··· Page extract ···

Leaving Nothing Behind

I had just dragged the last plastic shopping bags with fresh provisions from the market along the dusty main drag of Savusavu town, where fancy new office buildings talk of a golden era that will never come, or if it will come at all it will do so for the precious few of a wickedly corrupt cream, who are desperately milking the last drops of dew from the distant shadows of a once tropical paradise. Abandoned and derelict buildings tell the tales of many failures of economically diligent men and women, while crowds of smiling faces on all imaginable shades of brown stage the never-ending human drama of the masses that for better of for worse have to content themselves with shaving a halfway decent living from the leftover crumbs of systematic and systemic exploitation. Their loud and lively happiness speaks volumes about the resilience of the human spirit who refuses to partake in the evilness of its own kind, and squeezes its existence through the narrow slit smack in between the hemispheres of good and bad, where mediocrity and humble obedience grow in well-manicured gardens of virtue and pride.

My presence in this land of plundered plenty, for once as a bystander, passive but never innocent, was about to come to an end. Alunita, the diligent dinghy, was now stowed upside-down on Aluna’s foredeck, raking its slimy, dirt brown, sludge green belly into the mild afternoon breeze and my good friend Curly took a well-merited break from giving his spacious houseboat of delicate health a tender facelift in preparation of an upcoming major overhaul of its rust-brittle underbelly. A bright yellow and a lipstick red plastic cup served to contain a shot each of Broken Shackle red, a concoction lacking any form of oak complexity and brewed up in the dusty outback somewhere in the vast and lonely expanses of the Australian subcontinent. Up in the air went the cups for a toast to a moment of mutual reminiscent gratitude, looking back along five long months of sharing the grieves and the joys of life’s everyday complexities. In Curly’s case those would fill at least three volumes of a detailed encyclopedia of flamboyancy, were it not for the jittery political sensitivity of his precarious present situation, which to literature’s great misfortune precludes me from delving too far into revealing the delicious drama of this extraordinary character’s bloomy existence.

All the pre-departure items are now checked off the list and the only thing left is casting off the lines, that have held Aluna tight and secure to the houseboat and its enormous cyclone-proof mooring that attaches it unwaveringly to the muddy harbor floor. Once that is done Aluna is once again free to roam the ocean and I noisily glide by SV Heartbeat for one more parting wave, where grumpy Gary coughs up one more of his slyly sarcastic lines, and Millie’s bright white smile is partially hidden behind an orange point and shoot digital camera. Next is the Coprashed Marina’s administrative building, with its stylishly renovated façade hiding so well the ruthless expansionist aspirations emerging from the depths of its shady management. Finally, just before the Nakama Creek opens out into the big Savusavu Bay, there is the rundown building that hosts the Waitui Marina. Its contrasting no-nonsense and down-to-earth management style with the friendly and ever-helpful atmosphere is currently being thrown off a cliff by a torment of human pettiness. Once I’ve left behind all these manifestations of a society in serious disarray, and am far enough away from any overpriced piece of maritime real-estate that could be damaged by spontaneous maneuvers reacting to fickle winds, I unbrail Aluna’s mighty main and mizzen sails with a deep breath of relief and pull the little plastic clip out of the engine’s ignition switch, reducing our carbon keel print to the only acceptable level of zero. Well, almost that is, I ever so conveniently overlooked the cooking gas!

··· Listed entries ···

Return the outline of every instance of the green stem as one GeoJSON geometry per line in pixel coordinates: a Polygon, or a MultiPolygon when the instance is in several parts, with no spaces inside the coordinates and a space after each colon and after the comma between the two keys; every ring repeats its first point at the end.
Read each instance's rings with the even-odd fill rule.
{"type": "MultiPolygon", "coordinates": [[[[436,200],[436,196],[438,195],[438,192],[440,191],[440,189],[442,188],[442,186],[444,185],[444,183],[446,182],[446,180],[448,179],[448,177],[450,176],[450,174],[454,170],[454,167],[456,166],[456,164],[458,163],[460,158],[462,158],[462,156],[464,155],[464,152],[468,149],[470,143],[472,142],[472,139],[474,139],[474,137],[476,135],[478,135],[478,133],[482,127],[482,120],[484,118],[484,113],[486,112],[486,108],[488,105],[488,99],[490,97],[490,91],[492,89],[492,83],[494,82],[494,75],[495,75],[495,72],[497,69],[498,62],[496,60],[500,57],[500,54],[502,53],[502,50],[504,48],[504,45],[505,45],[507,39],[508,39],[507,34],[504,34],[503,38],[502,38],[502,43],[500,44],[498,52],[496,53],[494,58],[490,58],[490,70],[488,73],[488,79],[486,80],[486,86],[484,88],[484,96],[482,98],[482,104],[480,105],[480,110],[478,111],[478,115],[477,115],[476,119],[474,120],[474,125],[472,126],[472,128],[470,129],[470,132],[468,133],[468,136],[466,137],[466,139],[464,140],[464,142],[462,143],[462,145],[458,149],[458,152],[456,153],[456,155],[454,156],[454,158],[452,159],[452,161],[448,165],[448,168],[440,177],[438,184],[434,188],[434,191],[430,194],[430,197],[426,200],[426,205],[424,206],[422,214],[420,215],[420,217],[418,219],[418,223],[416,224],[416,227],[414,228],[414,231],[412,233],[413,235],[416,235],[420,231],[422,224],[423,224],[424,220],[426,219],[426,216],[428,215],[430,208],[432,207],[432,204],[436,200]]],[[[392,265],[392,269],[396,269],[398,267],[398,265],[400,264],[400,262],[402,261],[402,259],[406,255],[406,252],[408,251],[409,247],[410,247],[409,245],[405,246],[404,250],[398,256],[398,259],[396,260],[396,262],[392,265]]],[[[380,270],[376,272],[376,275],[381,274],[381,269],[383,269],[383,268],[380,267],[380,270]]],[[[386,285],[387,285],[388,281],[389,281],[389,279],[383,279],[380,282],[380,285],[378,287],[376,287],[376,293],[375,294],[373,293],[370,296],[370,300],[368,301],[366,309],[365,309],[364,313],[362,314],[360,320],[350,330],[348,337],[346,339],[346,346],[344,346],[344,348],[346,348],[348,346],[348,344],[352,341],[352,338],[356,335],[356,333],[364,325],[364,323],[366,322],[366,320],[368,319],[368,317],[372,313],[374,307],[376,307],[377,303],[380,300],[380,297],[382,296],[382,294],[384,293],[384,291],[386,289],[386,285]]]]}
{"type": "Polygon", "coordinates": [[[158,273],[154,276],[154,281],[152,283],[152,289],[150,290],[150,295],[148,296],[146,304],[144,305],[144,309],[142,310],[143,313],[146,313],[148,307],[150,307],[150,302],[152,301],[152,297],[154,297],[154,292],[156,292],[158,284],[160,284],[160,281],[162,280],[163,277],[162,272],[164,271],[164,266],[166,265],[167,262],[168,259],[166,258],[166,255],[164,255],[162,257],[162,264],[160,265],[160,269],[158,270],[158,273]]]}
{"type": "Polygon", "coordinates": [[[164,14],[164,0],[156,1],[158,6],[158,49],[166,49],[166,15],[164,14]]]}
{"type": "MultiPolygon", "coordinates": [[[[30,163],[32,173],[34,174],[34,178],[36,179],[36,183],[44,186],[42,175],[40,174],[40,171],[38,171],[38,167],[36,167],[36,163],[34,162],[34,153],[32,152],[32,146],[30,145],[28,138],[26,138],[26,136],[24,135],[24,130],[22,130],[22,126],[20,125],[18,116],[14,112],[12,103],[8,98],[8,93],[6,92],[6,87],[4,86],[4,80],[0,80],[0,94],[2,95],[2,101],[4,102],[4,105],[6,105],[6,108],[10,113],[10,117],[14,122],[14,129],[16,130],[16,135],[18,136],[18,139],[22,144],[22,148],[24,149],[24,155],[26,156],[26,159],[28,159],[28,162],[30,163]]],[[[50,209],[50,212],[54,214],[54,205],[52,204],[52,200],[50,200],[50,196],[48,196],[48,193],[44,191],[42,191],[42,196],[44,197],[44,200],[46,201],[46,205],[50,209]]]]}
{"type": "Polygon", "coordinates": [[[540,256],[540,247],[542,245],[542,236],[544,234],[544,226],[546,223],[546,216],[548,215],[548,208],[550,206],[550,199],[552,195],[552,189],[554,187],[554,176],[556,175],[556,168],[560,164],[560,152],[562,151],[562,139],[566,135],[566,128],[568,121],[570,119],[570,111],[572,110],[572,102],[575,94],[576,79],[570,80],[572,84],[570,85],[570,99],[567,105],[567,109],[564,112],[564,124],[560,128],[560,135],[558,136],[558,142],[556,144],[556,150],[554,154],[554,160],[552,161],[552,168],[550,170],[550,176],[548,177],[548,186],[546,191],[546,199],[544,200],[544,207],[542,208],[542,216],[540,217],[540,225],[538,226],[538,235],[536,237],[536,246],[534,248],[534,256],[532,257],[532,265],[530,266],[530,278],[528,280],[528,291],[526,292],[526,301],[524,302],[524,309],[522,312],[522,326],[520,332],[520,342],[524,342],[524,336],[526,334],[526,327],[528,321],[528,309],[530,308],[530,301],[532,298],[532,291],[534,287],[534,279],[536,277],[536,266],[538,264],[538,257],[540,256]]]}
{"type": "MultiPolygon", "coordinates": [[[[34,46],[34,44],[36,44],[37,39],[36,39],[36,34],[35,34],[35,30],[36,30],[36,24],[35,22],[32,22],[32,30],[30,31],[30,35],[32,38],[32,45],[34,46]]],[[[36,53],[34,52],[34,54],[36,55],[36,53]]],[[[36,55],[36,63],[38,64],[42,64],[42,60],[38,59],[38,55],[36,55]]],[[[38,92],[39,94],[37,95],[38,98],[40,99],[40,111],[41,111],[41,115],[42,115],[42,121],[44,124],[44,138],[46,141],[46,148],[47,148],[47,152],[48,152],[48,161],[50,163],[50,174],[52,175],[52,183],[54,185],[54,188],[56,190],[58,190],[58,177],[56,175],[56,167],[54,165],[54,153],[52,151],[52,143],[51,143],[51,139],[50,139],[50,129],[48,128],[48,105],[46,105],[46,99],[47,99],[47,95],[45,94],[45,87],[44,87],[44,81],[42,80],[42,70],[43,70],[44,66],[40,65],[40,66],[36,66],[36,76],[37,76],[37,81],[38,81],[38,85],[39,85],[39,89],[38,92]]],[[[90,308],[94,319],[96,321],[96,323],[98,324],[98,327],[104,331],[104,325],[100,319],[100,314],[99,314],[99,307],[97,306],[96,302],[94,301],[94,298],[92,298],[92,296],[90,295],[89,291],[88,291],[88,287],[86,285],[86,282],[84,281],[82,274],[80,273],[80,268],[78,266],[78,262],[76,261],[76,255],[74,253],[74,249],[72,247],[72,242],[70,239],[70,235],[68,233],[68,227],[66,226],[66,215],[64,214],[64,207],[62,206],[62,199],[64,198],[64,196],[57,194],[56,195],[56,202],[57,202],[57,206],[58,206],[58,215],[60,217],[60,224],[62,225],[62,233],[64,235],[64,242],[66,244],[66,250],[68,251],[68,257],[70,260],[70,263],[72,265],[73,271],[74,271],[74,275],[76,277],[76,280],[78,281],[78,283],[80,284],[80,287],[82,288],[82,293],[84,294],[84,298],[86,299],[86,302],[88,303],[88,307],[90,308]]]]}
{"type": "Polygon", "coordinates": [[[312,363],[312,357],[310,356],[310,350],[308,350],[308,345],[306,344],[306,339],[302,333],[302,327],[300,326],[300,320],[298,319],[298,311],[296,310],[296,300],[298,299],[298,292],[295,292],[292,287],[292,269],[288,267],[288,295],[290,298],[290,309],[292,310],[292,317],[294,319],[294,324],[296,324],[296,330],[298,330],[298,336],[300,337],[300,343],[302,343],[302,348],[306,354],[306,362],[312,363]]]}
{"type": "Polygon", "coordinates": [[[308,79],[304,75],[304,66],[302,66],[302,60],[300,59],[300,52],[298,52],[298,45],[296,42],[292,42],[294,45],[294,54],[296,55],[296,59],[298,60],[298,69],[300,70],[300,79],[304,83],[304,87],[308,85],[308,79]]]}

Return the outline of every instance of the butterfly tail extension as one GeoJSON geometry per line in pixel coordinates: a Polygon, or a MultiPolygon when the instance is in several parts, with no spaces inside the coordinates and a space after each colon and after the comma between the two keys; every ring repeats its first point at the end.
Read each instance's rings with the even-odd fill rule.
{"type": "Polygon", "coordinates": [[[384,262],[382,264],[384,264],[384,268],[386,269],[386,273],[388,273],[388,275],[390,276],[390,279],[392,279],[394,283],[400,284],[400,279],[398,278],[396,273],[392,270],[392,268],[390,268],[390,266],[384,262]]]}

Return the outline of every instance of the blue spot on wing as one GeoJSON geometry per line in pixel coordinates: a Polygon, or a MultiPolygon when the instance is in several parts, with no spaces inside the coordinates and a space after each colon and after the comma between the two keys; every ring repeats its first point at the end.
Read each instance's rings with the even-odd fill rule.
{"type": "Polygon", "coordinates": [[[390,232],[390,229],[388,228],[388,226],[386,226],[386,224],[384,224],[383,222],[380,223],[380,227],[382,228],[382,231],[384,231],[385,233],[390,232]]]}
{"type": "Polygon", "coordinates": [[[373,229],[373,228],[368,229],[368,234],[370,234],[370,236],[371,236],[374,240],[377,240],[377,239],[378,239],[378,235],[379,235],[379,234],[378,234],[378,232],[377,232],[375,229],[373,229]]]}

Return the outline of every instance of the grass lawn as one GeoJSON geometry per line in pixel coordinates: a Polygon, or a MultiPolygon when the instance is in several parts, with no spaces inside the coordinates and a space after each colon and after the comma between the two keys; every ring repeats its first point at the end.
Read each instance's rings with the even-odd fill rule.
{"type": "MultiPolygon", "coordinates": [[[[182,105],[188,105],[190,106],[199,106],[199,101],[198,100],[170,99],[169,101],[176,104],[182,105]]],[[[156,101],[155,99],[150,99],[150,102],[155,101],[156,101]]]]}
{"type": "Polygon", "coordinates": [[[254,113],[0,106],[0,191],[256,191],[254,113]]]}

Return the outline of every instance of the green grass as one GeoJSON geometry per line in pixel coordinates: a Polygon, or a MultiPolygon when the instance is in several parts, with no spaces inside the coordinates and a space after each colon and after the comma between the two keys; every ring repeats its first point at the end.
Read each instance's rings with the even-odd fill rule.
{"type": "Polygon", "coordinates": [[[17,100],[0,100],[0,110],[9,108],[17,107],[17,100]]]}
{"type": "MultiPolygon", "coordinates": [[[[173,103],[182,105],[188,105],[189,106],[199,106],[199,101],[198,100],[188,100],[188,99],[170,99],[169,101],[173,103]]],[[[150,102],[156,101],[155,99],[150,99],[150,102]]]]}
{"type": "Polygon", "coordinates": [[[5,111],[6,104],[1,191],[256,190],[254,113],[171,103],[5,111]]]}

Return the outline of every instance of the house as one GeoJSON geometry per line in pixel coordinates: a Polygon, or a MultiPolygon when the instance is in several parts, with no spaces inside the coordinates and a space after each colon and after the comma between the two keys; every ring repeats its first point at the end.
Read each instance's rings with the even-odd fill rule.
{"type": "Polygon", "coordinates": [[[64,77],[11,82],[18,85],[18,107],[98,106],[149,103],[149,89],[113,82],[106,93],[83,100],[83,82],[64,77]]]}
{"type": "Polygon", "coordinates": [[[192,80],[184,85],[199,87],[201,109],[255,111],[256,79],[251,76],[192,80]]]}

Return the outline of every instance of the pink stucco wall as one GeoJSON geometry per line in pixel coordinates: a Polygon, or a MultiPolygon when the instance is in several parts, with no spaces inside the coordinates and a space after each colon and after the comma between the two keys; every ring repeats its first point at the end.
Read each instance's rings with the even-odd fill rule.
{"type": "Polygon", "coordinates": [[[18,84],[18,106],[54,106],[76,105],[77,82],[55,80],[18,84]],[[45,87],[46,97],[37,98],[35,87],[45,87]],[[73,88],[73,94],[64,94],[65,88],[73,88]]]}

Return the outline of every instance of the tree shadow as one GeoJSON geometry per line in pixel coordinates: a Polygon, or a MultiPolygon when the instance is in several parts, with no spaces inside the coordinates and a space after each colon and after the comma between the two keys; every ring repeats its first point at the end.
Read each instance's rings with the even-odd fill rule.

···

-- Brief --
Translate this sentence from the sailing essay into Spanish: "My presence in this land of plundered plenty, for once as a bystander, passive but never innocent, was about to come to an end." The listing comes from a separate source and is unrelated to the sailing essay.

-- Task answer --
Mi presencia en esta tierra de abundancia saqueada, por una vez como espectador, pasivo pero nunca inocente, estaba a punto de llegar a su fin.